#### Descrizione del problema
Formatta tutte le righe dei record seguenti come un elenco JSON di stringhe, una stringa per riga, tralasciando le righe vuote. Escludi le immagini dal risultato.

#### Dati
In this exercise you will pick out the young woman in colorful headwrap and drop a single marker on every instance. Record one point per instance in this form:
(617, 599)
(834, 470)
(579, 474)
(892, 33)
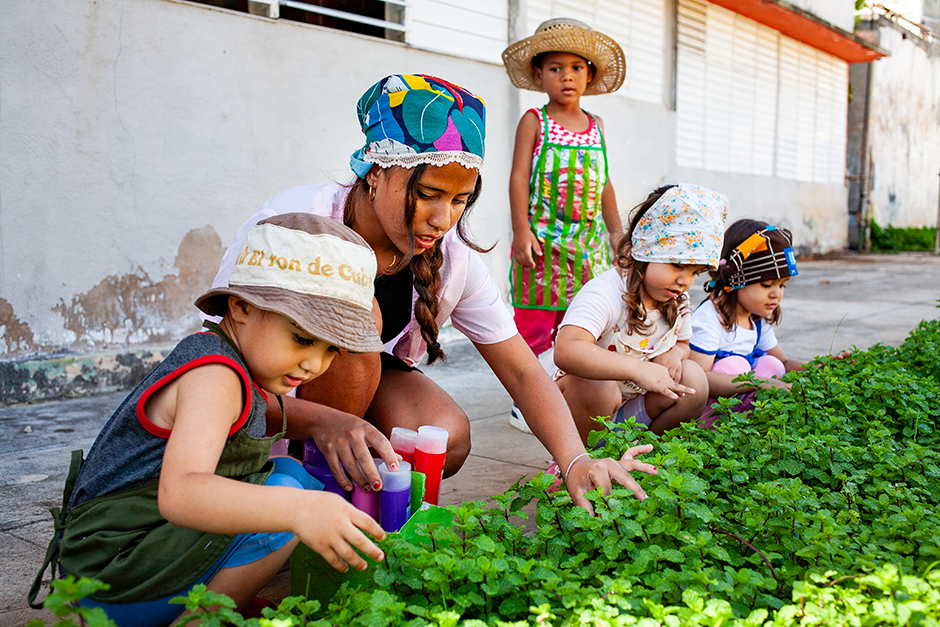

#### Risultato
[
  "In this exercise you will pick out the young woman in colorful headwrap and drop a single marker on every instance. Record one point per instance in this form:",
  "(617, 599)",
  "(834, 470)",
  "(579, 474)",
  "(892, 33)"
]